§ **DOCUMENT SEGMENT**
Photos in the MODIFICATIONS gallery,
Roy
VX KAT
10/22/2011, 12:48 AM
:dance: Wohoo!! :dance: Ron Davis Racing has finished the spec sheet or build sheet on my aluminum radiator and it's now in manufacturing, will be about 2-3 weeks. It continues to have episodes where the temp gets almost to the red zone after a long 15 miles climb up my big hill, with A/C and high air temp, so this will be a welcome replacement.
A HUGE thank you to you Roy (newthings) for helping me on this and sending your old radiator to them etc...:thanx:
Bill is still working on getting a quote for an aluminum shroud and bracket. He needs some other guy to do it and he's been out or something.
The brief details are:
Two rows of 1" tubes
The fins front to back will be 2.25" vs. the OEM of a hair short of 1.5"
Came in a little under his first ballpark estimate of $800...:thumbup:
Total $676.02 including tax. OEM from Merlin would be $433.82, so I think it's pretty reasonable based on the increased cooling capacity I'll get, especially living in Arizona.
I get to pick it up in person since they're in the Phoenix area, so I saved on shipping. Plus I can pick up Roy's parts and ship them back to him myself.
I'm going to ask what the price would be if any others want to purchase the same.
Of course now I need to get it in$talled too.
:dan_ban::dan_ban: I'm definitely a happy girl! It's going to look so cool .....and be so cool....:laugho: :dan_ban::dan_ban:
Of course pics to follow....

§ **SUPPLIED MATERIAL**
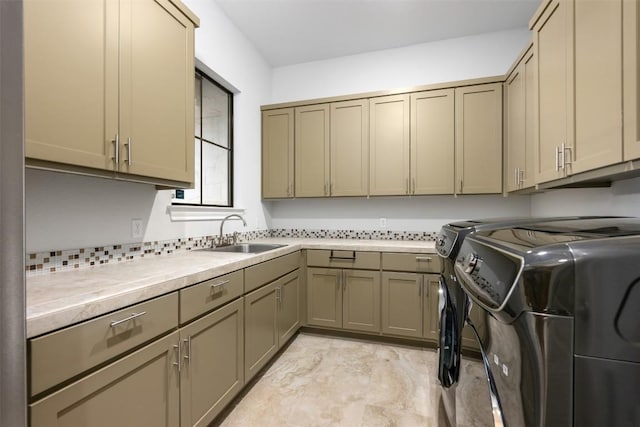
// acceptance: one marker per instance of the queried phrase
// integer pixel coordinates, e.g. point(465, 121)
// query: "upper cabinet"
point(631, 78)
point(432, 141)
point(520, 122)
point(114, 101)
point(597, 85)
point(277, 153)
point(578, 45)
point(350, 148)
point(389, 145)
point(312, 171)
point(478, 164)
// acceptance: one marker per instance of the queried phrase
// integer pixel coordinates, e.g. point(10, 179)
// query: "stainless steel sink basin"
point(246, 248)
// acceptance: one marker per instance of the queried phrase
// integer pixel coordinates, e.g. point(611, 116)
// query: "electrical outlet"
point(137, 228)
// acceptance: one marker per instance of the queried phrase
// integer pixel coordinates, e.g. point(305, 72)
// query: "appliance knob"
point(470, 262)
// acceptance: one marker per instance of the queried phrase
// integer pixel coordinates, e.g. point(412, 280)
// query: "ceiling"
point(293, 31)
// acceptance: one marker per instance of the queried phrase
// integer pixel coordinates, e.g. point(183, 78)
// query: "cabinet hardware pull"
point(179, 358)
point(188, 355)
point(129, 151)
point(116, 149)
point(126, 319)
point(216, 286)
point(340, 258)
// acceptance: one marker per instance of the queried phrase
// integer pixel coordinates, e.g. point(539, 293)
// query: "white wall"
point(622, 198)
point(442, 61)
point(66, 211)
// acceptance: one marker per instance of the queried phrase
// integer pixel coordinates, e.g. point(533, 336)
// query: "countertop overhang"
point(61, 299)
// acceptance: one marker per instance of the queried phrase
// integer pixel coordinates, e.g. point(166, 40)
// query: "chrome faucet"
point(221, 240)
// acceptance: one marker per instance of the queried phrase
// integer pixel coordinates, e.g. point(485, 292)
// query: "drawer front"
point(343, 259)
point(263, 273)
point(419, 263)
point(206, 296)
point(61, 355)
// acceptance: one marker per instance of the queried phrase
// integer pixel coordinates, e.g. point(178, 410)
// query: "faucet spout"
point(220, 239)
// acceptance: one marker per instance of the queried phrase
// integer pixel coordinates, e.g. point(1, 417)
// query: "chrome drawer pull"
point(126, 319)
point(214, 288)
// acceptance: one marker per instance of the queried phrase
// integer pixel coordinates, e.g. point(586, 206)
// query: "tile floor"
point(329, 381)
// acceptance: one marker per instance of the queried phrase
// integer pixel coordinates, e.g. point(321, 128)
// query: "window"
point(213, 146)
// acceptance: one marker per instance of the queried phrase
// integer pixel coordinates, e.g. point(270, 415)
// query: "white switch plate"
point(137, 229)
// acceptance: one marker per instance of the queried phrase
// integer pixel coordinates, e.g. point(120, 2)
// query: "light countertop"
point(61, 299)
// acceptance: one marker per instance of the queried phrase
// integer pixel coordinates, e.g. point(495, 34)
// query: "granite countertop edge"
point(61, 299)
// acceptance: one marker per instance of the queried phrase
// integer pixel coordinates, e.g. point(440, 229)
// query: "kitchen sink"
point(246, 248)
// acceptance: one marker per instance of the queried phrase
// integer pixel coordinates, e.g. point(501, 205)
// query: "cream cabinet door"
point(631, 75)
point(598, 84)
point(515, 128)
point(261, 333)
point(71, 81)
point(324, 297)
point(530, 118)
point(479, 139)
point(432, 142)
point(141, 389)
point(156, 90)
point(350, 148)
point(288, 306)
point(312, 151)
point(277, 153)
point(553, 47)
point(389, 145)
point(361, 300)
point(402, 304)
point(212, 371)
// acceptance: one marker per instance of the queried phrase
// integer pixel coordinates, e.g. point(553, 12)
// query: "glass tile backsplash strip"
point(64, 260)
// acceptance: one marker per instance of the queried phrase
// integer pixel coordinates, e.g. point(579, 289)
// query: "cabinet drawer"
point(61, 355)
point(420, 263)
point(205, 296)
point(343, 259)
point(263, 273)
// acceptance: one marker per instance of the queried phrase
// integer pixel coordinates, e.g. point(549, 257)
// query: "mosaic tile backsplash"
point(53, 261)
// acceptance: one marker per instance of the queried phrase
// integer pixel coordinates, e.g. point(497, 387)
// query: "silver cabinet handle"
point(216, 286)
point(128, 151)
point(179, 358)
point(116, 150)
point(188, 342)
point(126, 319)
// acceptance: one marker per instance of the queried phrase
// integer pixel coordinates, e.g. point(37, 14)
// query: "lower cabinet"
point(212, 364)
point(141, 389)
point(348, 299)
point(272, 316)
point(409, 305)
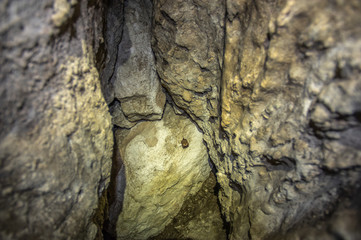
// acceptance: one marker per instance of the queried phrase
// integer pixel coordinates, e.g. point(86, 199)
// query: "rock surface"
point(55, 130)
point(135, 81)
point(188, 45)
point(199, 218)
point(286, 146)
point(160, 173)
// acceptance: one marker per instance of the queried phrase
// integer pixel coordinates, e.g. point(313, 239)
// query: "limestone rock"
point(287, 144)
point(188, 45)
point(160, 173)
point(55, 130)
point(199, 217)
point(136, 83)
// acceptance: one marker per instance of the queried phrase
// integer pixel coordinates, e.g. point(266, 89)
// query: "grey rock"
point(287, 142)
point(55, 129)
point(136, 83)
point(160, 173)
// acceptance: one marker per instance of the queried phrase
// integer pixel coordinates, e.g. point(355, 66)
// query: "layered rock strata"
point(286, 143)
point(160, 173)
point(55, 130)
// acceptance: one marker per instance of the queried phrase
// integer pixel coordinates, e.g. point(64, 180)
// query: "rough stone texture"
point(160, 173)
point(287, 150)
point(55, 130)
point(188, 45)
point(135, 81)
point(199, 217)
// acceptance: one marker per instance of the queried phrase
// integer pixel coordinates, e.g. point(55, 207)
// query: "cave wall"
point(56, 135)
point(272, 88)
point(283, 125)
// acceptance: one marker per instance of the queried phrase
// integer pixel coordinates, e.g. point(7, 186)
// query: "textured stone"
point(188, 45)
point(136, 83)
point(287, 144)
point(199, 217)
point(160, 173)
point(55, 130)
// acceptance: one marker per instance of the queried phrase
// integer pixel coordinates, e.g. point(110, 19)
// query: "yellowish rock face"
point(160, 172)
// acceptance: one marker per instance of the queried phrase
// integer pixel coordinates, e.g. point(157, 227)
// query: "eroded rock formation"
point(56, 135)
point(289, 117)
point(270, 90)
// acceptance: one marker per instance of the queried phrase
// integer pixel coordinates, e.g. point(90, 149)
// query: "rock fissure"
point(159, 119)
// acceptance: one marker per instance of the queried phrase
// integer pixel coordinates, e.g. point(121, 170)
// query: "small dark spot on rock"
point(184, 143)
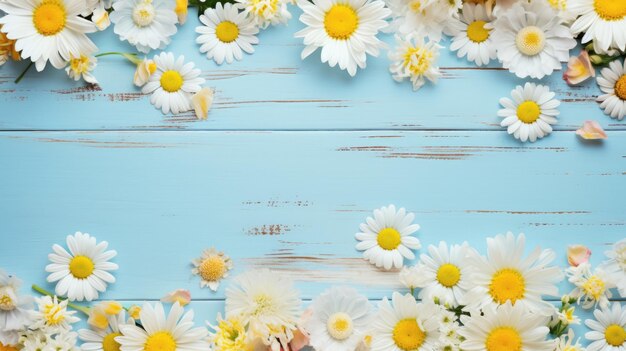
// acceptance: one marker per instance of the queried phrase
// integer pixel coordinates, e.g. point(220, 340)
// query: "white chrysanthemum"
point(506, 276)
point(608, 330)
point(47, 30)
point(470, 36)
point(340, 318)
point(405, 325)
point(226, 33)
point(386, 238)
point(531, 40)
point(507, 327)
point(173, 84)
point(612, 82)
point(344, 30)
point(145, 24)
point(174, 332)
point(531, 113)
point(84, 271)
point(415, 59)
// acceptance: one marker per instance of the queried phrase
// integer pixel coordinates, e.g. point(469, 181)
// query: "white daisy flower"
point(508, 327)
point(226, 33)
point(506, 276)
point(47, 30)
point(173, 84)
point(471, 37)
point(405, 325)
point(84, 271)
point(612, 82)
point(340, 319)
point(531, 113)
point(531, 39)
point(386, 238)
point(608, 330)
point(415, 59)
point(145, 24)
point(344, 30)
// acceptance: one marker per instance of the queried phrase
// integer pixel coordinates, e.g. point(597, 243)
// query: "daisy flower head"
point(612, 82)
point(531, 112)
point(161, 332)
point(226, 33)
point(145, 24)
point(405, 325)
point(173, 83)
point(386, 238)
point(47, 30)
point(211, 267)
point(531, 39)
point(415, 58)
point(82, 272)
point(344, 30)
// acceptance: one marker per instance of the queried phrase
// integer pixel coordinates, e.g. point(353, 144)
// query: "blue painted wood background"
point(293, 157)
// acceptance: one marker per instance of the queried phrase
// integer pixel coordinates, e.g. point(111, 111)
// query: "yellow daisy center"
point(49, 17)
point(507, 284)
point(389, 239)
point(477, 32)
point(610, 10)
point(81, 267)
point(339, 326)
point(530, 41)
point(504, 339)
point(161, 341)
point(341, 21)
point(615, 335)
point(448, 275)
point(407, 335)
point(227, 32)
point(528, 112)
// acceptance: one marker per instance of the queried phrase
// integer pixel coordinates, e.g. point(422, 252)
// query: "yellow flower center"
point(504, 339)
point(341, 21)
point(448, 275)
point(477, 32)
point(530, 41)
point(161, 341)
point(610, 10)
point(227, 31)
point(389, 239)
point(339, 326)
point(407, 335)
point(171, 81)
point(615, 335)
point(507, 284)
point(528, 112)
point(81, 267)
point(49, 17)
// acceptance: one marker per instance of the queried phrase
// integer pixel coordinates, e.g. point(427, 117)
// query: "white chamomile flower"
point(505, 328)
point(405, 325)
point(608, 330)
point(340, 318)
point(344, 30)
point(531, 112)
point(531, 39)
point(415, 59)
point(226, 33)
point(506, 276)
point(173, 83)
point(612, 82)
point(471, 37)
point(145, 24)
point(47, 30)
point(386, 238)
point(84, 271)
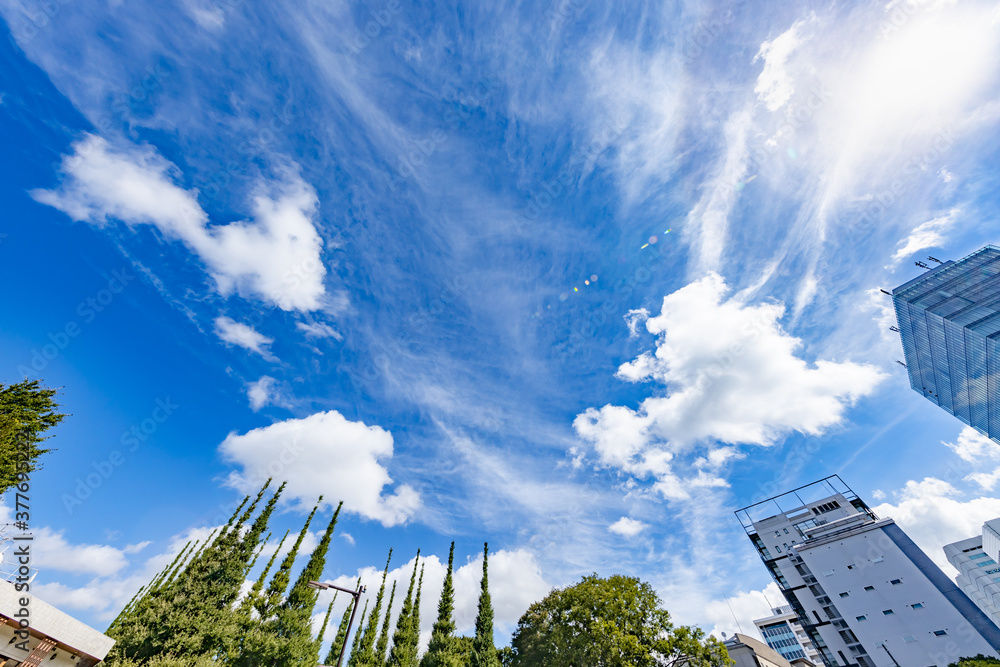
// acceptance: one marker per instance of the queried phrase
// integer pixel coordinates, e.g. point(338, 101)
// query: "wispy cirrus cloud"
point(275, 257)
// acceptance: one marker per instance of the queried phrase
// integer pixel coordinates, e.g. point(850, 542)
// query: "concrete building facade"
point(783, 633)
point(976, 560)
point(864, 593)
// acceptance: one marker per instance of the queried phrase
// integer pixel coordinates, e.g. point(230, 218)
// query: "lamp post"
point(357, 595)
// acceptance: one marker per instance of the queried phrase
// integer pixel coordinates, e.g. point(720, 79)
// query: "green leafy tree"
point(484, 652)
point(440, 651)
point(27, 411)
point(976, 661)
point(612, 622)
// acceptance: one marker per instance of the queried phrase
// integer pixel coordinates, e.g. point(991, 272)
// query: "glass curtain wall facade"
point(949, 321)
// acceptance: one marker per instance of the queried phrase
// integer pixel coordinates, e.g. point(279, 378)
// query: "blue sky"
point(576, 279)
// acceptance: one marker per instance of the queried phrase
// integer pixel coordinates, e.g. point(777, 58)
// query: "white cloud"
point(318, 330)
point(52, 552)
point(737, 614)
point(929, 234)
point(276, 256)
point(627, 527)
point(931, 513)
point(974, 447)
point(323, 453)
point(245, 336)
point(731, 375)
point(775, 85)
point(261, 392)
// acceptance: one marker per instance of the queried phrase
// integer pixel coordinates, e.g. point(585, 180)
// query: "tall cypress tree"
point(355, 655)
point(279, 582)
point(484, 652)
point(294, 617)
point(326, 622)
point(404, 640)
point(338, 643)
point(439, 653)
point(383, 636)
point(190, 616)
point(366, 654)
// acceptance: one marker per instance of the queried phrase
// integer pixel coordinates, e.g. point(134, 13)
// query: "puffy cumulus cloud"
point(275, 257)
point(732, 376)
point(243, 335)
point(327, 454)
point(53, 552)
point(929, 234)
point(318, 330)
point(932, 513)
point(745, 607)
point(516, 582)
point(627, 527)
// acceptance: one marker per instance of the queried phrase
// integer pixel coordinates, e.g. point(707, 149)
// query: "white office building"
point(783, 633)
point(864, 593)
point(976, 560)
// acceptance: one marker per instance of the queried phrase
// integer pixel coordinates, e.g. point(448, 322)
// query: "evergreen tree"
point(355, 655)
point(404, 640)
point(366, 651)
point(253, 599)
point(338, 643)
point(439, 653)
point(293, 622)
point(26, 411)
point(484, 652)
point(190, 615)
point(383, 636)
point(279, 582)
point(326, 622)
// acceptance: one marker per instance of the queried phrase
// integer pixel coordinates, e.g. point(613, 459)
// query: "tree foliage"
point(612, 622)
point(27, 410)
point(440, 651)
point(976, 661)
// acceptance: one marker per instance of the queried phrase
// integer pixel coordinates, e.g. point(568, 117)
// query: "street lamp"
point(357, 595)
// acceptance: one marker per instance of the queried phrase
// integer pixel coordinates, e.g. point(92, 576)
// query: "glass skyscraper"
point(949, 321)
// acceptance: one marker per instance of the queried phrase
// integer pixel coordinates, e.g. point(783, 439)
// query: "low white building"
point(783, 632)
point(976, 560)
point(864, 593)
point(54, 638)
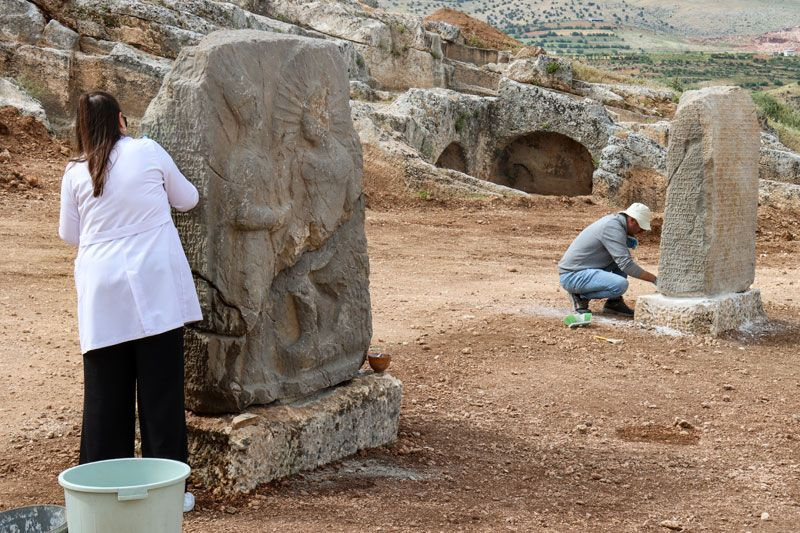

§ **WHAT YOU WILL DO**
#1 List every dollar amount mentioned in the radiator post.
#2 Extend the radiator post by writing what comes after its final line.
The rows come from a separate source unrelated to the radiator post.

§ **FINAL RESULTS**
#1 $800, $676.02, $433.82

#2
Detailed specs on my Ron Davis radiator-
Has more cooling capacity than OEM
No plastic parts, all aluminum
RD Part number 1-24RO9397
Can call Bill Williamson at RD and order it with that number. He's SUPER helpful and explains everything in great detail.
About $600.
Bill Williamson
Ron Davis Racing Products, Inc.
7334 North 108th Avenue
Glendale, AZ. 85307
Tel- 623-877-5000 Ext.16
Fax- 623-877-5001
http://www.vehicross.info/forums/showpost.php?p=244972&postcount=5
MORE specs on my RD radiator:
http://www.vehicross.info/forums/showpost.php?p=245552&postcount=25
JoFotoz
10/22/2011, 12:55 AM
OK..but I never had a too hot issue.
But then again...600lbs of skid plate..
...then all that F/glass!
:_brickwal
Ya..OK..I'm givin' you a touch of grief Kat!
:jump:
Jo
VX KAT
10/22/2011, 10:18 AM
OK..but I never had a too hot issue.
But then again...600lbs of skid plate..
...then all that F/glass!
:_brickwal
Ya..OK..I'm givin' you a touch of grief Kat!
:jump:
Jo
it's 150 lbs of skid plate, not 600! Needer needer needer! :p
Interestingly, I talked to my offroad/mechanic at length about all possible causes, especially discussing all that others here mentioned in Zadam's thread. The skids being #1 in my mind as possible cause. He says the radiator itself is the ONLY thing that disappates heat and the skids have nothing to do with it. Plus he pointed out I had the skids on for 1 1/2 yrs w/o any overheating issue...um, good point....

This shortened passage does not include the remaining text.